[Excerpts from point annotation data]
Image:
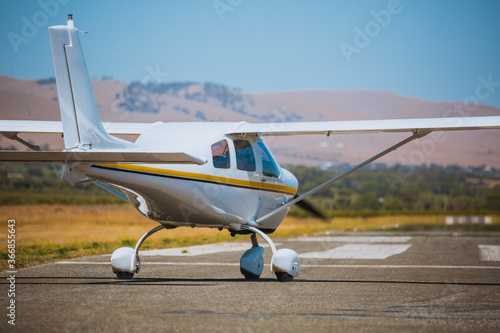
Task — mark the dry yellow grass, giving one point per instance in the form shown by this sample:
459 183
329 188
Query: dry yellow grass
46 232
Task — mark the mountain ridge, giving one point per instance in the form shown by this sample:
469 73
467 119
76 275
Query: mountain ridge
190 101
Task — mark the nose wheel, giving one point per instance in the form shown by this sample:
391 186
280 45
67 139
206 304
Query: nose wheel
284 263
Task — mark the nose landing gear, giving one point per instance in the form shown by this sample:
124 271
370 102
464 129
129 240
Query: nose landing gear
284 263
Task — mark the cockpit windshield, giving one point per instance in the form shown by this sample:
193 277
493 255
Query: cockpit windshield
269 166
245 158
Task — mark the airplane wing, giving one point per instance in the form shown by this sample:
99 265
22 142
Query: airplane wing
368 126
97 157
55 127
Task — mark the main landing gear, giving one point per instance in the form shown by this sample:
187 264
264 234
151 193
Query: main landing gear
284 263
125 261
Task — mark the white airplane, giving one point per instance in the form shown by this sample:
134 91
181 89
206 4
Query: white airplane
206 175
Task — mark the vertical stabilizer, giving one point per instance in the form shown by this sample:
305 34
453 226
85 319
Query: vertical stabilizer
82 125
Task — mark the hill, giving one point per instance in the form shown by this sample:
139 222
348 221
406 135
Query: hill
189 101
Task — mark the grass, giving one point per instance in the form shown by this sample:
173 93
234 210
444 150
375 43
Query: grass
47 233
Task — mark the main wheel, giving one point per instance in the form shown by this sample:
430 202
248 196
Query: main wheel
284 277
250 276
124 275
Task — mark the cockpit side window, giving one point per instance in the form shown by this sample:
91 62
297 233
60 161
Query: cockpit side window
220 154
245 158
269 166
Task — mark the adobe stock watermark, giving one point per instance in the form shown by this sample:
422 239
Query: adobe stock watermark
223 6
363 37
11 280
427 145
30 27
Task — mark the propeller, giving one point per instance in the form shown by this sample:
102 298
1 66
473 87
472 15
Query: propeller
307 206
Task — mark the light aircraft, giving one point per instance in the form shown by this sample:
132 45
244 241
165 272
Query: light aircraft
205 175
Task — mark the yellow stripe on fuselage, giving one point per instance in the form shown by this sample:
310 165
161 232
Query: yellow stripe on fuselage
200 176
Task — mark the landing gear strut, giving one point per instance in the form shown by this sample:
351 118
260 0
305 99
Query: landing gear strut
284 263
125 261
252 261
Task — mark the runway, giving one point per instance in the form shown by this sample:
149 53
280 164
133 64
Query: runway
377 282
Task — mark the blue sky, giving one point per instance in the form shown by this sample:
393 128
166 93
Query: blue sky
435 50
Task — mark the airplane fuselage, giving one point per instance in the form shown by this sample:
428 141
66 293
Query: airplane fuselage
240 182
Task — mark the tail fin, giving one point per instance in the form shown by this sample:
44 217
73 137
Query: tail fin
82 125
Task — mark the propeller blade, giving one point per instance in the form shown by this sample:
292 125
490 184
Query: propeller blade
310 208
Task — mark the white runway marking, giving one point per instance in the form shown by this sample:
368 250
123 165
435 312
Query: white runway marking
201 249
359 251
354 239
489 252
315 266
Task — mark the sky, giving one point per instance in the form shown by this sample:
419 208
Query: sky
435 50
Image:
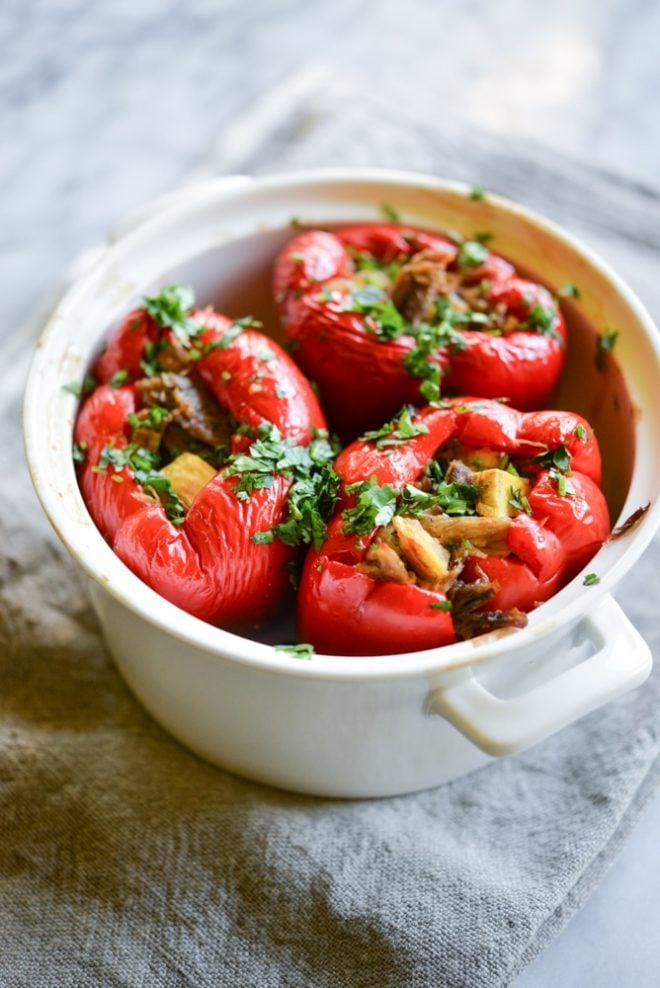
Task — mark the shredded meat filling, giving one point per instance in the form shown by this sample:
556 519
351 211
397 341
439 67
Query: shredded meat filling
190 404
419 282
469 619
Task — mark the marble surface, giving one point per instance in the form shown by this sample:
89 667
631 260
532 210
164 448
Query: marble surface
106 105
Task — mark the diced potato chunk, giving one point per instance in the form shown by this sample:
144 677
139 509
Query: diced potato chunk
496 488
457 534
188 474
424 554
382 562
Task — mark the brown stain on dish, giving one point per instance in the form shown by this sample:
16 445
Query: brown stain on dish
631 522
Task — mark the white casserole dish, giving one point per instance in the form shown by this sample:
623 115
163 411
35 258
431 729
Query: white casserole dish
351 726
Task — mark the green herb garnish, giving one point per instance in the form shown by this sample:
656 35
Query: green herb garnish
143 465
543 319
376 504
302 651
313 493
390 213
558 458
171 310
604 345
121 377
471 254
80 388
518 501
569 290
400 430
79 452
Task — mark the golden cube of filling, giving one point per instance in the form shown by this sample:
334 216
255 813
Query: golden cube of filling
188 474
497 488
424 554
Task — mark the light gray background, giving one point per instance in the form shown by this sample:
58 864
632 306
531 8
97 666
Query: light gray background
106 105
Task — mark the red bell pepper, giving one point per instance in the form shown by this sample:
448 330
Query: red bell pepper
344 609
365 364
209 565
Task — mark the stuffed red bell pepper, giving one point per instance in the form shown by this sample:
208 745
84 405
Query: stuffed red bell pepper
378 315
190 446
454 521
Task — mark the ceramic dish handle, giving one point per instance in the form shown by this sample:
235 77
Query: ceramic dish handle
622 660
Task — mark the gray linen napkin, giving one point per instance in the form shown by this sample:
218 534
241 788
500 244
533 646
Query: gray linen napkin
126 861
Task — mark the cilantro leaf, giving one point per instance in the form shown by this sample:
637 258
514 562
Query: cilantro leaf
375 506
558 458
543 319
400 430
604 345
313 493
301 651
471 254
390 213
144 466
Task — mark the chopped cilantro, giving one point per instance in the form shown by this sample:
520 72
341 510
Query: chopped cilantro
543 319
80 388
375 505
518 501
144 466
558 458
301 651
390 213
171 310
121 377
604 345
263 538
79 452
399 430
471 254
564 486
313 493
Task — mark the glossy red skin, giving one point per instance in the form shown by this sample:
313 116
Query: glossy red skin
342 611
363 382
209 566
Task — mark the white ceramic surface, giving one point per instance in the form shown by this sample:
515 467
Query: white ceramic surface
340 725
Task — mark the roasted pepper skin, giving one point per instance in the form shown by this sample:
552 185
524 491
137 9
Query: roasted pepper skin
343 611
209 566
363 381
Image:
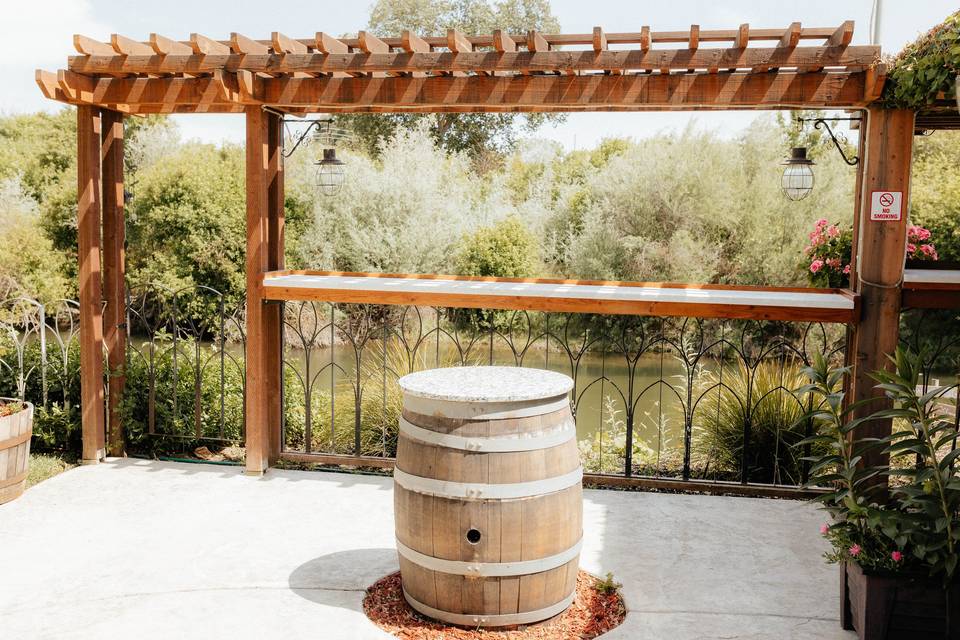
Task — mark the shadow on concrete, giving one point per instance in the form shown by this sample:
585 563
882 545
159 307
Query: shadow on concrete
344 478
322 579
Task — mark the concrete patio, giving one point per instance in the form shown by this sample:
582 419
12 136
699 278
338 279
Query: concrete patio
145 549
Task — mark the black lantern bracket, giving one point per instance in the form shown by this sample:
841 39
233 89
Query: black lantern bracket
824 123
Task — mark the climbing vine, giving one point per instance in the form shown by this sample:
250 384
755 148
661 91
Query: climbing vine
926 69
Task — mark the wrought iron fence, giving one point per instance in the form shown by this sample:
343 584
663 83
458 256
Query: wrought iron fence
39 363
668 397
185 365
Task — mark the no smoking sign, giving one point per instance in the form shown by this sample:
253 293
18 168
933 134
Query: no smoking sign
886 205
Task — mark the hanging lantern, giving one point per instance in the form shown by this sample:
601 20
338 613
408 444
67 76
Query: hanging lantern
797 179
330 173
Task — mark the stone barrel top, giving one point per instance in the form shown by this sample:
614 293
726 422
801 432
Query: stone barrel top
486 384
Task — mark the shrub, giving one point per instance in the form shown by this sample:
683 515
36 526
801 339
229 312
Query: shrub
828 254
183 394
925 68
56 425
507 249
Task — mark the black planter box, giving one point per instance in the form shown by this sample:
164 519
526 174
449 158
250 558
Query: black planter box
899 607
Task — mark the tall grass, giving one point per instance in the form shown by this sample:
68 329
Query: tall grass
759 401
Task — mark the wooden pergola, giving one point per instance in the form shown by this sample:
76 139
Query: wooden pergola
794 67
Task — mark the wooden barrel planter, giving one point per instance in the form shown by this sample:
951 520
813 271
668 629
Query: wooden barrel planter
15 432
488 497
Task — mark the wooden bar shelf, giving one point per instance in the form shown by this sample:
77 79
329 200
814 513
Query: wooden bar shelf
568 296
931 288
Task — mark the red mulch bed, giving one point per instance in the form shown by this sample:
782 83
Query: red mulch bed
591 614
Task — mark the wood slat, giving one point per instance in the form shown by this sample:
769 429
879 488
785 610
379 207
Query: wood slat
90 47
843 36
457 42
165 46
328 44
128 47
78 88
791 37
412 44
244 45
536 42
369 43
202 45
284 45
503 43
599 40
743 36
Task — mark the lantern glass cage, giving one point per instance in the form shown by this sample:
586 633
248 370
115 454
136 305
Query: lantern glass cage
330 174
797 179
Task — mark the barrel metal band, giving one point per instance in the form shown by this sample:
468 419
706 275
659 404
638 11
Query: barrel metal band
9 443
490 569
530 441
473 410
493 620
447 489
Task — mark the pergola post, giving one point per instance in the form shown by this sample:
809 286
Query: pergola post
88 253
264 251
881 250
114 273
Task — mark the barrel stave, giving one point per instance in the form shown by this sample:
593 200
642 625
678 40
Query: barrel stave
451 535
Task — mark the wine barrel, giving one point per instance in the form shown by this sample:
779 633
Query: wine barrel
488 498
15 432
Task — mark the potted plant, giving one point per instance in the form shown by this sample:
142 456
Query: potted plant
899 546
16 428
827 257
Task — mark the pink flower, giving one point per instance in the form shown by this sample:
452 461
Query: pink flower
929 250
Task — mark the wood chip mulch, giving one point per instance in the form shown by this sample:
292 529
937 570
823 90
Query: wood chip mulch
591 614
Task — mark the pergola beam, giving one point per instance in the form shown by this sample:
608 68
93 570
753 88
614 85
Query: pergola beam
692 91
804 58
91 298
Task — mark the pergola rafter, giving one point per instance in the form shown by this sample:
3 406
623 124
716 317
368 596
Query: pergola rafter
456 72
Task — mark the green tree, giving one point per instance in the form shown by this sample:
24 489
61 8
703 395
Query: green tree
506 250
481 135
935 190
186 222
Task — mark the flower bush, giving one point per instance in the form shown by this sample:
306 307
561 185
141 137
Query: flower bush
827 257
917 525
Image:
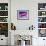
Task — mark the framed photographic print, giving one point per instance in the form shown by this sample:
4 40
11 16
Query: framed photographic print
23 14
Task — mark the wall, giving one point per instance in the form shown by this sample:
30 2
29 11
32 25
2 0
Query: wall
22 5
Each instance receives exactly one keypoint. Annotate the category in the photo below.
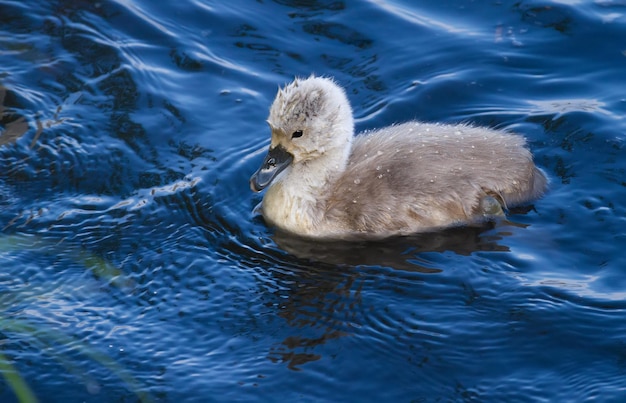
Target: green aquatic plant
(50, 341)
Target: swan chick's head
(310, 119)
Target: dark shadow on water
(400, 252)
(320, 296)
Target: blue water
(134, 268)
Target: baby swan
(326, 183)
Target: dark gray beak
(275, 161)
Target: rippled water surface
(134, 268)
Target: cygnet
(324, 182)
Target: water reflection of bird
(324, 182)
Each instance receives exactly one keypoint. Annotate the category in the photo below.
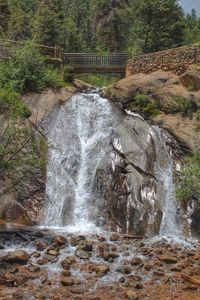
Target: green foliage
(157, 25)
(100, 25)
(19, 159)
(27, 71)
(188, 181)
(100, 80)
(5, 15)
(192, 28)
(144, 105)
(10, 102)
(68, 73)
(198, 114)
(182, 104)
(110, 19)
(52, 78)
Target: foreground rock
(154, 276)
(16, 257)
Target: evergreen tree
(48, 22)
(192, 30)
(159, 24)
(110, 24)
(5, 15)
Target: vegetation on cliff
(100, 25)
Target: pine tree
(5, 15)
(110, 24)
(48, 22)
(158, 25)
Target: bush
(52, 79)
(198, 114)
(183, 105)
(68, 73)
(27, 71)
(11, 102)
(144, 105)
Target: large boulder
(166, 89)
(191, 78)
(16, 257)
(13, 212)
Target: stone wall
(176, 60)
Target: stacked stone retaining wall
(176, 60)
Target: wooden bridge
(96, 63)
(81, 62)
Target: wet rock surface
(111, 269)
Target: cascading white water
(78, 138)
(164, 168)
(85, 169)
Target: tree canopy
(138, 26)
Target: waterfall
(95, 153)
(78, 139)
(164, 169)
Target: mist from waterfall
(78, 139)
(82, 167)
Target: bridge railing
(8, 49)
(95, 60)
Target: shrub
(27, 71)
(198, 114)
(52, 79)
(11, 102)
(68, 73)
(183, 105)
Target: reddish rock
(67, 262)
(102, 270)
(67, 281)
(168, 259)
(59, 240)
(16, 257)
(124, 269)
(131, 295)
(81, 254)
(191, 77)
(114, 237)
(136, 261)
(40, 245)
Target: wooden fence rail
(91, 62)
(81, 62)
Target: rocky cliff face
(177, 102)
(109, 167)
(166, 89)
(22, 204)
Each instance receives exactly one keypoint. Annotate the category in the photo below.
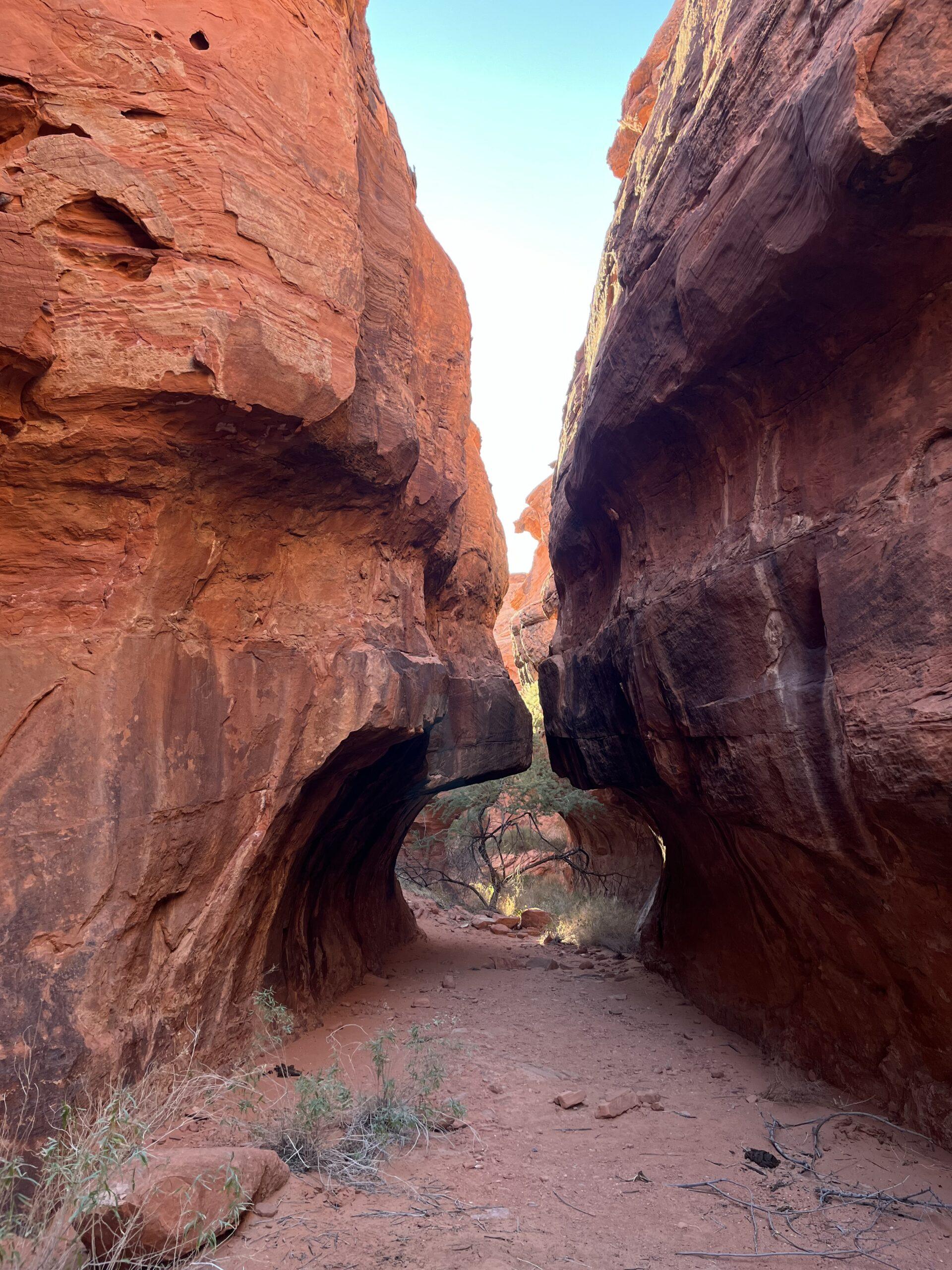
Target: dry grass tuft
(320, 1123)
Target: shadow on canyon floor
(527, 1184)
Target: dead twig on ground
(573, 1206)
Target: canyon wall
(752, 530)
(621, 842)
(250, 558)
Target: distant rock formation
(526, 622)
(752, 530)
(252, 561)
(621, 844)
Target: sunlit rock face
(752, 531)
(250, 558)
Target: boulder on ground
(535, 919)
(617, 1105)
(570, 1099)
(481, 922)
(179, 1199)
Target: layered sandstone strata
(621, 844)
(753, 529)
(250, 558)
(526, 622)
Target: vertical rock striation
(752, 530)
(250, 558)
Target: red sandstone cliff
(616, 835)
(752, 530)
(526, 622)
(250, 558)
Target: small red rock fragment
(570, 1099)
(617, 1105)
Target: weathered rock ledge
(252, 562)
(752, 531)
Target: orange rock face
(250, 558)
(752, 529)
(526, 622)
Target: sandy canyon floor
(530, 1185)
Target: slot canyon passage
(254, 611)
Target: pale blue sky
(507, 110)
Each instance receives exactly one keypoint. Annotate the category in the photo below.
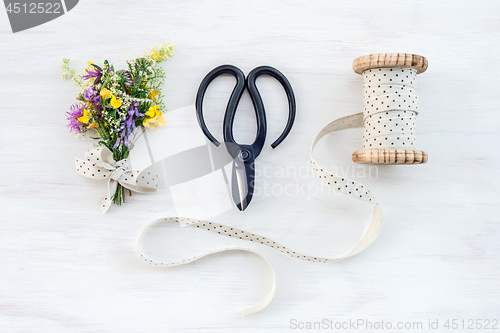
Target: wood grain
(389, 156)
(383, 60)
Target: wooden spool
(390, 156)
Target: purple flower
(76, 111)
(91, 95)
(92, 73)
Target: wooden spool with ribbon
(390, 108)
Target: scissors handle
(234, 100)
(259, 104)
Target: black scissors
(243, 173)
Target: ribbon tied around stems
(99, 164)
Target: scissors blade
(242, 184)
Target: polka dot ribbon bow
(99, 164)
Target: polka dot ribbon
(343, 185)
(99, 164)
(390, 108)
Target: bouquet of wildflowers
(113, 104)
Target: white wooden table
(65, 267)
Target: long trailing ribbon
(343, 185)
(101, 165)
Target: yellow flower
(153, 111)
(153, 95)
(115, 102)
(105, 93)
(155, 118)
(93, 125)
(154, 123)
(85, 118)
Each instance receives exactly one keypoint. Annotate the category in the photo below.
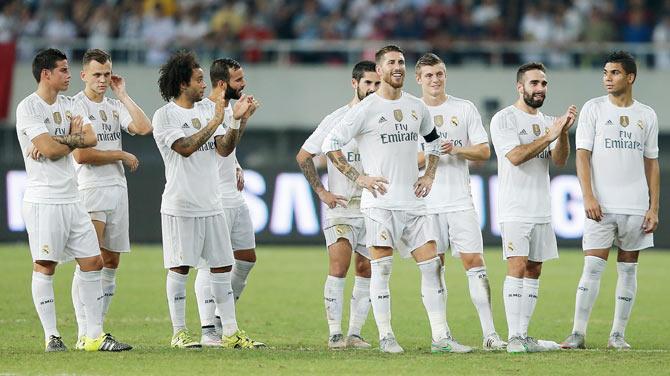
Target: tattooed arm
(306, 164)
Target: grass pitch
(283, 306)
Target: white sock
(79, 312)
(175, 287)
(480, 294)
(626, 287)
(90, 293)
(531, 289)
(512, 292)
(360, 305)
(432, 294)
(225, 301)
(108, 288)
(206, 304)
(380, 295)
(333, 295)
(43, 297)
(587, 292)
(241, 271)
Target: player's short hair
(624, 58)
(427, 60)
(95, 54)
(528, 67)
(220, 70)
(384, 50)
(361, 67)
(46, 59)
(176, 71)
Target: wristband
(235, 124)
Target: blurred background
(297, 58)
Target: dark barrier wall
(284, 209)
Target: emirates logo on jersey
(397, 114)
(438, 120)
(536, 129)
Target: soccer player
(227, 77)
(451, 212)
(100, 174)
(386, 126)
(525, 140)
(49, 126)
(617, 137)
(192, 220)
(344, 227)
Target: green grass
(283, 306)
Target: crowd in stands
(231, 26)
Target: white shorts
(241, 228)
(109, 205)
(352, 229)
(187, 239)
(624, 231)
(401, 230)
(537, 241)
(59, 232)
(460, 229)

→ **TASK**:
In the listing above, find the line with "Target: grass pitch" and set down that line and all after it exactly, through the final line.

→ **CORRECT OUTPUT**:
Target: grass pitch
(283, 306)
Target: white sock
(79, 312)
(175, 287)
(480, 294)
(626, 287)
(90, 293)
(531, 289)
(512, 292)
(360, 305)
(432, 294)
(225, 301)
(108, 288)
(206, 304)
(380, 295)
(333, 295)
(43, 297)
(587, 292)
(241, 271)
Target: player's short hair
(624, 58)
(427, 60)
(95, 54)
(528, 67)
(220, 70)
(384, 50)
(361, 67)
(46, 59)
(176, 71)
Target: wristband
(235, 124)
Target: blurred background
(297, 58)
Target: dark barrier wall
(284, 209)
Target: emirates logo on jersey
(397, 114)
(438, 120)
(536, 129)
Target: soccer player
(227, 77)
(451, 212)
(100, 174)
(386, 126)
(525, 140)
(49, 126)
(617, 137)
(192, 220)
(344, 227)
Target: green grass
(283, 306)
Target: crowd in stands
(231, 26)
Target: white shorts
(241, 228)
(109, 205)
(352, 229)
(187, 239)
(624, 231)
(401, 230)
(537, 241)
(59, 232)
(460, 229)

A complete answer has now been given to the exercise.